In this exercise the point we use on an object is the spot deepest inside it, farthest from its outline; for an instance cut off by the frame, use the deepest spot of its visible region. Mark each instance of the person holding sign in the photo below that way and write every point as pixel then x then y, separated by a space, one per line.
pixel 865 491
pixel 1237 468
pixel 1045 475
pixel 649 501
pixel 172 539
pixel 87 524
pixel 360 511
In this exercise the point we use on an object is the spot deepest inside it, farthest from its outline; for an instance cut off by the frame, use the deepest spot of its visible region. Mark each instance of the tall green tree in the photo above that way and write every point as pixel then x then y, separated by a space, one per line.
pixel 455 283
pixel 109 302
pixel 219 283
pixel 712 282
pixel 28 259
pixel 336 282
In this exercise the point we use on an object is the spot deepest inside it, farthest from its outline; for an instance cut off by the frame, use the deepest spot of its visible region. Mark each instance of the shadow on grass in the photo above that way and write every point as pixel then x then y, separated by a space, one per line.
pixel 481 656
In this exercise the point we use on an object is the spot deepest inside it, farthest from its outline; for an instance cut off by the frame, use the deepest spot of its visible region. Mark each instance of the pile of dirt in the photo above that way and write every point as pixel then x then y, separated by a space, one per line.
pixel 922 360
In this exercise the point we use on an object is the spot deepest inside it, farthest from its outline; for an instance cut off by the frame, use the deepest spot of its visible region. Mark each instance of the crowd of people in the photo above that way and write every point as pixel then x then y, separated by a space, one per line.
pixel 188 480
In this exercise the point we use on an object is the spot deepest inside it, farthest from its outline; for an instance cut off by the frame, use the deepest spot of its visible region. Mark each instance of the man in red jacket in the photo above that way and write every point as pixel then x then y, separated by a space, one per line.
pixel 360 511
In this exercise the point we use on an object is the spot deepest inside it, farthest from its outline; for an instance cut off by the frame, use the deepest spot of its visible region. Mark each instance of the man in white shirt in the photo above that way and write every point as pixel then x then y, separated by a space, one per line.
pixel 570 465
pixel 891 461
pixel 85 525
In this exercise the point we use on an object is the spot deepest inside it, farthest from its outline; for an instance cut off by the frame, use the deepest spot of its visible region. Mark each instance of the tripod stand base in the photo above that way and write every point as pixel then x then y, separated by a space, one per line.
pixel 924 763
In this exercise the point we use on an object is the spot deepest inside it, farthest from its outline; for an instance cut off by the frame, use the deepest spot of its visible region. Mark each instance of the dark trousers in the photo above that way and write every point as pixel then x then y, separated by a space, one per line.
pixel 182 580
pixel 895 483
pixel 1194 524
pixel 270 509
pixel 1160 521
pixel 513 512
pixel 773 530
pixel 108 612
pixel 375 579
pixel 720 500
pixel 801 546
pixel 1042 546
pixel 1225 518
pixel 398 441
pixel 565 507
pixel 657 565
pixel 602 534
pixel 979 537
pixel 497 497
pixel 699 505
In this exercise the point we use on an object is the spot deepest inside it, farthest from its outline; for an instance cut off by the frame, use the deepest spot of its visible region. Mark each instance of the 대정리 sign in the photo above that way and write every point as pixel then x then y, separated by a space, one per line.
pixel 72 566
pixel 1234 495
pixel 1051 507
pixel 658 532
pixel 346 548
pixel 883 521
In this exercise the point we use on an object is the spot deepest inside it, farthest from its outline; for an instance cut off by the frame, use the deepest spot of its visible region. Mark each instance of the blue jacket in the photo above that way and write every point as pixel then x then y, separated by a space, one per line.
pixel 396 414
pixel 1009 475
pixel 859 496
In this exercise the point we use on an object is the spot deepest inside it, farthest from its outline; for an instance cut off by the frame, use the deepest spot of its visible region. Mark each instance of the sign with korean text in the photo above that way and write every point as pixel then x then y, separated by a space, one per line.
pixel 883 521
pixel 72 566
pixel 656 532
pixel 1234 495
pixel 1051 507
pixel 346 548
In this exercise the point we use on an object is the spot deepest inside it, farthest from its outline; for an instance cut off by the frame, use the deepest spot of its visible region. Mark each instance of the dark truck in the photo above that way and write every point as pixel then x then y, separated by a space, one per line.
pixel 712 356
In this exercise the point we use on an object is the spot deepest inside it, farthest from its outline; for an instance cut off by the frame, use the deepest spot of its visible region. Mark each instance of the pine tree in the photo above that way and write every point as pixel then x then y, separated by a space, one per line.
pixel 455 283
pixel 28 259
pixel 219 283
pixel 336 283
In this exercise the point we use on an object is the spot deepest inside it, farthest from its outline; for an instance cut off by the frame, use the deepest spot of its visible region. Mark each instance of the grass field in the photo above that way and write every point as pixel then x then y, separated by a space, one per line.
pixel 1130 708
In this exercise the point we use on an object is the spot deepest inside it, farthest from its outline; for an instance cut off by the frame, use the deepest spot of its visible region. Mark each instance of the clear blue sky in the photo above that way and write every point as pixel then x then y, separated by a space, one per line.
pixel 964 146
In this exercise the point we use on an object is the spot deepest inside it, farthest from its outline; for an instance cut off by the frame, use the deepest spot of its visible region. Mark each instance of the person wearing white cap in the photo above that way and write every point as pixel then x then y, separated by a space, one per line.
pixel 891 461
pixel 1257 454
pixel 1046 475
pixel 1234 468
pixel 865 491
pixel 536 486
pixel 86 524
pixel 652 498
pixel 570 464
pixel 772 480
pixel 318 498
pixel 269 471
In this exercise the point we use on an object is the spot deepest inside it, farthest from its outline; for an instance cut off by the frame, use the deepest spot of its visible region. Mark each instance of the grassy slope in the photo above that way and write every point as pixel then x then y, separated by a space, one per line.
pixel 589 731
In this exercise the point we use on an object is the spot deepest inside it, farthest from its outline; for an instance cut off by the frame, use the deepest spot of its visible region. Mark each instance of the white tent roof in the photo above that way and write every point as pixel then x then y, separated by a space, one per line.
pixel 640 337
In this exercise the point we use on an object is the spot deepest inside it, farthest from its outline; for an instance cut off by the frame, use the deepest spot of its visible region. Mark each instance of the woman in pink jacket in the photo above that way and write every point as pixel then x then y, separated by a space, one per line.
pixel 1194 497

++++

● Assigned task
Having read the entries, repeat them all exactly.

● Task solution
In this exercise the point we use on an object is the spot deepest inside it, farthest from its outline; for an instance cut off by the frame, use the deepest spot of its visible region. Mark each instance of the person holding sign in the photo below that way and write every point as pixel then x then y, separated by a space, one per line.
pixel 865 491
pixel 1237 468
pixel 1045 475
pixel 649 501
pixel 172 539
pixel 87 524
pixel 360 511
In this exercise the point we use on an object is the spot deepest inside it, farthest from its outline; for an instance cut off by the frame, use the deepest spot of its visible region. Mark each instance of the tall green tree in the photo above that way and write every point as pixel then x then y, separated by a space, one per line.
pixel 455 283
pixel 109 302
pixel 219 283
pixel 712 282
pixel 28 259
pixel 336 282
In this exercise the point we use on an object is the spot deepest inside it, farthest from its outline; for an instance cut off by the frame, use the deepest spot of its visible region. Mark each instance of the shadow on grass in the photo above that way and write every point as pixel then x then y, separated by a space, one per line.
pixel 481 656
In this exercise the point we use on an object is the spot deepest inside it, farthest from its outline; for an instance cut off by the frame, use the deepest spot of its visible region. Mark each instance of the pile of dirt in the photo above that way and write every point as pixel then x then y, separated by a space, one per line.
pixel 922 360
In this exercise the point we use on an object is the spot deepest inside it, farthest from its outline; for an instance cut off by the frame, use the deepest spot of its visible region. Mark each instance of the crowd of people in the photo above that way and write every point as pixel then x then y, separated by a space, one per line.
pixel 188 480
In this exercise the point we use on an object is the spot deepest inside it, farthest from its outline; for an instance cut off by the frame, use the deepest spot of its visible region. Mark each instance of the man in red jacket in the photo above that way and write every point as pixel then x then y, separated by a space, one per line.
pixel 360 511
In this exercise the point we use on an object is the spot deepest inside it, farthest from its outline; for an instance cut off by the frame, use the deepest spot of its visible region. Mark each instance of the man in white shirt in the photo above that way and write every point as pixel then x then y, separated by a space, one per line.
pixel 570 465
pixel 891 461
pixel 85 525
In this exercise the point we use on an object is the spot deepest inside it, farthest from its outline; for an instance cut off by the frame, use the deepest spot of its visible region. Mark each instance of the tripod stand base in the photo above that way and write every point as pixel then x then y, separated by a space, one per line.
pixel 924 763
In this exercise the point we use on an object is the spot deepest inside it, farthest from its outline; for an instance cut off by the frame, use the deepest spot of its visible region. Mark each instance of the dark trousers in the photo above that way and write every point as pixel then x then y, separated by a space, one per line.
pixel 182 580
pixel 895 483
pixel 1194 524
pixel 270 509
pixel 1160 521
pixel 513 512
pixel 773 530
pixel 108 612
pixel 375 579
pixel 720 500
pixel 801 546
pixel 1042 546
pixel 1225 518
pixel 398 441
pixel 565 507
pixel 657 565
pixel 602 534
pixel 979 537
pixel 497 497
pixel 699 505
In this exercise the point we use on an object is the spot deepest inside it, farthest from its outline; for an instance cut off by the frame, use the deepest spot of its visible region. Mark each instance of the 대정리 sign in the photo above that way and write every point as pixel then x then y, separated by a space, one per line.
pixel 72 566
pixel 1234 495
pixel 1051 507
pixel 658 532
pixel 346 548
pixel 883 521
In this exercise the point we use on an object is the spot deepest inside it, farthest from its outline; for an instance cut off by the frame, use the deepest spot of its visible region. Mark each instance of the blue jacket in the photo above that way and write every point as pixel then x then y, separated by a space, one per line.
pixel 396 414
pixel 1009 475
pixel 859 496
In this exercise the point we use on an object is the spot deepest inside it, farthest from its outline; for an instance cut off by the frame, use the deepest spot of its visible region. Mark each instance of the sign with korean text in the photo above that way and write every point as pixel then x then y, separated by a space, one per line.
pixel 883 521
pixel 72 566
pixel 656 532
pixel 1234 495
pixel 1051 507
pixel 346 548
In this exercise the point we use on an object is the spot deepest inside it, farthest from its outline; for an instance cut off by the frame, use the deepest spot of its visible region. Mark each instance of the dark truck in the photo above that way and write every point as pixel then x then y, separated by a space, one per line.
pixel 712 356
In this exercise the point we use on an object is the spot deepest inside it, farthest from its outline; for an instance cut off by the frame, use the deepest spot of its visible region. Mark each instance of the pine tree in the photo above that way and write every point as pixel then x then y, separated by a space, one per line.
pixel 455 283
pixel 28 259
pixel 219 283
pixel 336 283
In this exercise the point we use on an object is the spot deepest inside it, farthest from its outline; for an instance cut off by the frame, use the deepest spot of its visible region. Mark each instance of the grass field in the photo above that way and write every point as pixel then x then y, separated by a space, one per line.
pixel 1130 708
In this exercise the point we use on an object is the spot deepest inside it, farthest from its outline; for an instance cut off by the frame, use the deepest spot of its visible region. Mark each instance of the clear blue sky in the photo above that way and write every point as pixel then x then y, separated by a space, one per line.
pixel 964 146
In this exercise the point we use on an object is the spot deepest inside it, farthest from its outline; for an instance cut off by the frame, use the deepest spot of its visible region. Mark each instance of the person wearing white cap in the photo above that way and write every point as pixel then x then y, separated by a space, one per line.
pixel 891 461
pixel 1257 454
pixel 1046 475
pixel 1234 468
pixel 865 491
pixel 536 486
pixel 86 524
pixel 652 498
pixel 570 464
pixel 772 480
pixel 318 498
pixel 269 471
In this exercise the point we use on an object is the spot deepest inside it, farthest from its outline; for an instance cut off by the frame, use the deepest spot of its visible region. Mark each instance of the grassy slope in the photo above that way and write every point as pixel then x then y, separated by a space, one per line.
pixel 589 731
In this exercise the point we use on an object is the spot deepest inside it, farthest from its outline; for an instance cut off by the frame, use the deepest spot of its visible region. Mark each instance of the white tent roof in the photo above that way and write every point as pixel then x then y, separated by a space, one per line.
pixel 640 337
In this exercise the point we use on an object is the spot deepest inside it, farthest from its outline; for an instance cut off by the frame, use the deepest spot of its visible region. Mark each instance of the woman in pink jacket in the photo above that way and write every point as pixel then x then y, separated by a space, one per line.
pixel 1194 497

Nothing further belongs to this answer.